Short problem. Count the lines in the data below that contain the string "petal", matching case exactly, and give only the number.
•••
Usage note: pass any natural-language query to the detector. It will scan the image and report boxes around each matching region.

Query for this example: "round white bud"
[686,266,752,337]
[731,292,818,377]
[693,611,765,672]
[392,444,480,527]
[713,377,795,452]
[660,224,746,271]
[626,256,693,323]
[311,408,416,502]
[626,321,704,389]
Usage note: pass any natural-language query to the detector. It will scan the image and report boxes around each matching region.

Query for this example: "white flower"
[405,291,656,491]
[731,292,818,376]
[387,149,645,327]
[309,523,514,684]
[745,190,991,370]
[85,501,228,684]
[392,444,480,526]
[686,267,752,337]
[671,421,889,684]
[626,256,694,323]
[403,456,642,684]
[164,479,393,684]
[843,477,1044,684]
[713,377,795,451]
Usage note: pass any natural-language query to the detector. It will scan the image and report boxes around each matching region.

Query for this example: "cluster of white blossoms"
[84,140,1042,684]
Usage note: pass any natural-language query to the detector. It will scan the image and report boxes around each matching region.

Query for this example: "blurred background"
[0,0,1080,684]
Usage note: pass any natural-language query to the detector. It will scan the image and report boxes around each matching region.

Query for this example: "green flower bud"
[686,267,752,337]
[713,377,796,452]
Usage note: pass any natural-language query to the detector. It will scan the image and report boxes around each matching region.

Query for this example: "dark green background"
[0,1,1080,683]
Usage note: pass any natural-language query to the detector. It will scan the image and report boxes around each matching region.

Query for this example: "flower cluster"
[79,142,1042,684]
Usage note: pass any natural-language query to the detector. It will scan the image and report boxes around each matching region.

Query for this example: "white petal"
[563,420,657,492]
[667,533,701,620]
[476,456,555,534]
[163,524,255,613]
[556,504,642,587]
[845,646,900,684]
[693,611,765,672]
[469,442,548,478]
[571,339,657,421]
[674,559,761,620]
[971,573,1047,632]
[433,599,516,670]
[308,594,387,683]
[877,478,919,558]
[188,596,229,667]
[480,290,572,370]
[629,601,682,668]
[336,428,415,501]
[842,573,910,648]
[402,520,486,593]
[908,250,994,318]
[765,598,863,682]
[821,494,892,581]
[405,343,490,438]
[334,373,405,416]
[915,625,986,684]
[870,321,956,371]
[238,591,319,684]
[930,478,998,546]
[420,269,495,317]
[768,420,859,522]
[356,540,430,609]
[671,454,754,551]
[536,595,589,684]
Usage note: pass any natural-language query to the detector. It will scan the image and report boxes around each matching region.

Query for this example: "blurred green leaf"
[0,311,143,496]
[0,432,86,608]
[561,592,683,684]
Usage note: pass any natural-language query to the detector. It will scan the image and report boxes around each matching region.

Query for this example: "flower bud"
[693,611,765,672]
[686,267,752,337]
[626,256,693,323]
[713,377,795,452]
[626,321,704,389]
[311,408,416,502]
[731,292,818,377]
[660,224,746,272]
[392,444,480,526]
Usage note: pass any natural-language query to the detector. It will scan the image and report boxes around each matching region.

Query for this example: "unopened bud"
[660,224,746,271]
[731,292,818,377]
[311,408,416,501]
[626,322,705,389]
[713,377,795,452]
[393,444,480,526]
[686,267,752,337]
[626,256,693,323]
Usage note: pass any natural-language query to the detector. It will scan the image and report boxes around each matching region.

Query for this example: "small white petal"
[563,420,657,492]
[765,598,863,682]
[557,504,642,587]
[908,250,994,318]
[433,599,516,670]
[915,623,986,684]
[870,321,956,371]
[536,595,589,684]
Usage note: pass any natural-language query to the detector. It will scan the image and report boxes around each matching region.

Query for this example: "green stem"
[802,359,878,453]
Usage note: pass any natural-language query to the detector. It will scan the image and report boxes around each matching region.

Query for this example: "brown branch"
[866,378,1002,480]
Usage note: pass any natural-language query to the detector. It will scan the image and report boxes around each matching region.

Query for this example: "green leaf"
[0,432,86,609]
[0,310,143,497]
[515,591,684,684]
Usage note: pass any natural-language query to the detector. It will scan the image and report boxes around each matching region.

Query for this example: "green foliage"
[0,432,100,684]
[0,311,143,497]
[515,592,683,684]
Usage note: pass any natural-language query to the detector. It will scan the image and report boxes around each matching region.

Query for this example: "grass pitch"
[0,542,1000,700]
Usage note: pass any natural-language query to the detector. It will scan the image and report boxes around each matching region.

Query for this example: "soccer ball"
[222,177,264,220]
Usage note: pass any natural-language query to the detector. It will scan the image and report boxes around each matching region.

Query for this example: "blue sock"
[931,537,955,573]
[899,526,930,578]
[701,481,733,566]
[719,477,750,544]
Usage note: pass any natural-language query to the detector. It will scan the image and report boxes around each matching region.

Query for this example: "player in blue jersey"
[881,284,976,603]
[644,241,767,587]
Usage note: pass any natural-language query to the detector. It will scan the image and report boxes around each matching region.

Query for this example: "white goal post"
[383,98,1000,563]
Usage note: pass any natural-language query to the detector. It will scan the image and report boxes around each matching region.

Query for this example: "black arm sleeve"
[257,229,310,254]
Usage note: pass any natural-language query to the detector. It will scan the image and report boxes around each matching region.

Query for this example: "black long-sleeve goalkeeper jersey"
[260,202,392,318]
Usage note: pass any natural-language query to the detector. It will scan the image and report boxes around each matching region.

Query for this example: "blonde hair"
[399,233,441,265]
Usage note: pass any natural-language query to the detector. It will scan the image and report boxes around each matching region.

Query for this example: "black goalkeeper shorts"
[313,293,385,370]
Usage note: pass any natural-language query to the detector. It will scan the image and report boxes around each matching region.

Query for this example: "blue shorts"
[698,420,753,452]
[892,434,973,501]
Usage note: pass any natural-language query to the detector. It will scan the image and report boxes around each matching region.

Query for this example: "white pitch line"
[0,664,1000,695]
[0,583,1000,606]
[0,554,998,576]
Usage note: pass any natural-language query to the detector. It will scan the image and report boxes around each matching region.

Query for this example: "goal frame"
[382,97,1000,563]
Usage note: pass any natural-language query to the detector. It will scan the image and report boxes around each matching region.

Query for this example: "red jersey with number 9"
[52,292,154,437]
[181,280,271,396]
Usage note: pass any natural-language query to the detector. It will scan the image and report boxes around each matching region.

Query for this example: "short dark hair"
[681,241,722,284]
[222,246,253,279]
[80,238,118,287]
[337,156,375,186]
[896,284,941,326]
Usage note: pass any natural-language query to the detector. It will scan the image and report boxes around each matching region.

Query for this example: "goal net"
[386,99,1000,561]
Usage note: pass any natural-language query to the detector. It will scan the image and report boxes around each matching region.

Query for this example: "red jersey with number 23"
•••
Answer to this problem. 2